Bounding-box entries
....
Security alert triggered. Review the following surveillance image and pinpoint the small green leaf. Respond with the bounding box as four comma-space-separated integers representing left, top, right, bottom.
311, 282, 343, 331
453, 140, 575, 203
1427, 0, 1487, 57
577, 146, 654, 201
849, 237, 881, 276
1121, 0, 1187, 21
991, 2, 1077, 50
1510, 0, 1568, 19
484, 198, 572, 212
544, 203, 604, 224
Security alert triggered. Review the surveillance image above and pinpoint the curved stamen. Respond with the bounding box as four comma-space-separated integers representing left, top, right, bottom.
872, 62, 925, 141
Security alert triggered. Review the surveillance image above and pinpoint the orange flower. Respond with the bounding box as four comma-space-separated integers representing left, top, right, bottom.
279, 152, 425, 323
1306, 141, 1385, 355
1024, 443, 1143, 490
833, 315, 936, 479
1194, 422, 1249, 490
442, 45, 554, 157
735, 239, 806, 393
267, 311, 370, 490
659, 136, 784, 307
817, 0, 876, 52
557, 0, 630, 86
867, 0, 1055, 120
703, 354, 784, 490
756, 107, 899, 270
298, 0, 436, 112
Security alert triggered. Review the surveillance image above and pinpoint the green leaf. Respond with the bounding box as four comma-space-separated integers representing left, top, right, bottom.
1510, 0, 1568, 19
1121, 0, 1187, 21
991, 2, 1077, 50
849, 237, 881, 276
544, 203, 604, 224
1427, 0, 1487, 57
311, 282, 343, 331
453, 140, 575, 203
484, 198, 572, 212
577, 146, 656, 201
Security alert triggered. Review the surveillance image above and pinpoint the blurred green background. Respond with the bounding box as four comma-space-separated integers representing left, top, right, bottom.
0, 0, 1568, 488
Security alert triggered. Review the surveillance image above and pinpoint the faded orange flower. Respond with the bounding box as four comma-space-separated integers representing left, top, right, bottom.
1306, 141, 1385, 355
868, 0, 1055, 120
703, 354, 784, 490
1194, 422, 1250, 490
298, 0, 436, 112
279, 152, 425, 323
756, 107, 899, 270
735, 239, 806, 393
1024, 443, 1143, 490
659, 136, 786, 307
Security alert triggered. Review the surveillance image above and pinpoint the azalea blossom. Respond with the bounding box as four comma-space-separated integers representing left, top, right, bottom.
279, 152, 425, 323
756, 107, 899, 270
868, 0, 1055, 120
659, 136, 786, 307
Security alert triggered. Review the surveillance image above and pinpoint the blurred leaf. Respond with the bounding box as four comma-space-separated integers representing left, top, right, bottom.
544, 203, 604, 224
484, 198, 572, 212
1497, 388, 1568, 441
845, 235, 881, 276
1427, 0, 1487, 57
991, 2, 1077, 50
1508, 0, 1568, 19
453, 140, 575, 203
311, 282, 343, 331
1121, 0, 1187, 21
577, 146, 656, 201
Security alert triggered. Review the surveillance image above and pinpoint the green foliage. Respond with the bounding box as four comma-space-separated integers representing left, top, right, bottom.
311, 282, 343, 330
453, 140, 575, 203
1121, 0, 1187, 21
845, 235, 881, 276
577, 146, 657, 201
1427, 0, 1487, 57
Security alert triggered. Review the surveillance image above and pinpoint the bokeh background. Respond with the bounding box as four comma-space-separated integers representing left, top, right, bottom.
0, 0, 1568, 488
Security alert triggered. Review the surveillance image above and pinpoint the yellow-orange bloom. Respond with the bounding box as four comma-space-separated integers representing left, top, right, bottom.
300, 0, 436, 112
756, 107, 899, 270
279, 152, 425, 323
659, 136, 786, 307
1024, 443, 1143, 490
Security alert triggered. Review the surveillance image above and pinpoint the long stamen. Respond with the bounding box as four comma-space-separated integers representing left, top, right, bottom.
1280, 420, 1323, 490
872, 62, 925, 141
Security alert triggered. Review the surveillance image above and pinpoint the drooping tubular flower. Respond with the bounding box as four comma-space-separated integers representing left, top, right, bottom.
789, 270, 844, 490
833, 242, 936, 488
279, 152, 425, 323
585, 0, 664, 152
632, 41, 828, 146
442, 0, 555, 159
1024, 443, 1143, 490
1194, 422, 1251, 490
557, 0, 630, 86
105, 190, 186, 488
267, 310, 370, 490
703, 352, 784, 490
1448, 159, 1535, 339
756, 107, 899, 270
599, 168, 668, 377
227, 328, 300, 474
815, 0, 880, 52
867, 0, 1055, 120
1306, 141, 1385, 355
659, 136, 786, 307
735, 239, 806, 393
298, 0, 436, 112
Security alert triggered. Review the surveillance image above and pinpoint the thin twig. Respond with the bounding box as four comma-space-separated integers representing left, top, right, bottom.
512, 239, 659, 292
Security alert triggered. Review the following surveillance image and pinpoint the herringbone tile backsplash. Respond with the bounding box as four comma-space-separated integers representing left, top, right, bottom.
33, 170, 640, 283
....
▸ **TASK INSTRUCTIONS**: Write out the lines from the one containing "pinpoint the thin" through the one containing "512, 239, 659, 292" as a numbered list, omitting any blank lines.

▸ **REPLY TO THE EXERCISE**:
1. Security alert triggered. Review the surveillance image above and pinpoint the thin twig. Respond with the bounding box as four comma-space-separated integers representing left, top, right, bottom.
2. 512, 239, 659, 292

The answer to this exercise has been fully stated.